WORK TO COMPLETE:
Please tally the lines below that contain the word "scout" and reply with the total alone.

[Collection entries]
-------

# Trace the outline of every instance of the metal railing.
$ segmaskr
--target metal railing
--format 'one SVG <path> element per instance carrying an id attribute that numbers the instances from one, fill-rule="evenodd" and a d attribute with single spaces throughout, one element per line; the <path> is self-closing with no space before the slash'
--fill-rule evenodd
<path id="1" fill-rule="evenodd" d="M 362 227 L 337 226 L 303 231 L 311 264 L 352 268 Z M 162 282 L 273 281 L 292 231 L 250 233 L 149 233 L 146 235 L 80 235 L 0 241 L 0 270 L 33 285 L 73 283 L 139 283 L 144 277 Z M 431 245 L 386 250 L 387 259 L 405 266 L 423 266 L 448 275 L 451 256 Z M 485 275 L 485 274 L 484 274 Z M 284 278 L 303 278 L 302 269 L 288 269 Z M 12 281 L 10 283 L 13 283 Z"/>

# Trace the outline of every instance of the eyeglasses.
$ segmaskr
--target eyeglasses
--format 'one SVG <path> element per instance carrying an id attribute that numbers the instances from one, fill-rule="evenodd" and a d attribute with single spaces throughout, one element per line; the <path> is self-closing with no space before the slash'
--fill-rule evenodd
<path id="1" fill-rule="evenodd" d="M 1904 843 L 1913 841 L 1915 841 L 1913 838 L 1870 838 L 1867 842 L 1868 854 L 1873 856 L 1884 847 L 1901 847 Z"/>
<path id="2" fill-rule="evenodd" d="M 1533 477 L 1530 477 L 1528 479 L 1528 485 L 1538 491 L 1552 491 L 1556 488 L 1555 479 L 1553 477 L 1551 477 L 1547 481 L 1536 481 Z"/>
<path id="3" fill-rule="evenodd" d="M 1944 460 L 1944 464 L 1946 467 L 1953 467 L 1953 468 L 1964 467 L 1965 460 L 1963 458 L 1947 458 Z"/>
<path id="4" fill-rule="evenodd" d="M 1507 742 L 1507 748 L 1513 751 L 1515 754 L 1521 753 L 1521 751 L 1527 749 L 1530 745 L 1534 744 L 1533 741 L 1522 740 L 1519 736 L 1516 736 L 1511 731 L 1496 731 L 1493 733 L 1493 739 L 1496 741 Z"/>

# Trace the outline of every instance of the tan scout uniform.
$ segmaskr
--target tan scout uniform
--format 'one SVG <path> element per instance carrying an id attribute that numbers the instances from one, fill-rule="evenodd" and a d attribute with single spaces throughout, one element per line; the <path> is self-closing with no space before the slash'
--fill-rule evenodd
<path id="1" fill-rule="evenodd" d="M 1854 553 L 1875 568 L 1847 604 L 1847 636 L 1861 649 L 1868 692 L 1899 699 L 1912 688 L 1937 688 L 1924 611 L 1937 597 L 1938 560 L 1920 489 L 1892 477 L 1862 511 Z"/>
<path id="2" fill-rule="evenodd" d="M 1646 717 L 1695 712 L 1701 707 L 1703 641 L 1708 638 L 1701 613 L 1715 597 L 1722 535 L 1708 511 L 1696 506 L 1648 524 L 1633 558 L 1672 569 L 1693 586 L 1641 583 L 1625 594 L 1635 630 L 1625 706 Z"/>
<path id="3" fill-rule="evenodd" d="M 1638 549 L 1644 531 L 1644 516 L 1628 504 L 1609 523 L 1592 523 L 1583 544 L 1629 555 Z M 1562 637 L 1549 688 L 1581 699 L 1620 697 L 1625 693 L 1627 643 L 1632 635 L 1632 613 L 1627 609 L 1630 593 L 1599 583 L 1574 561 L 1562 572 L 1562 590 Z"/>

-------

RESULT:
2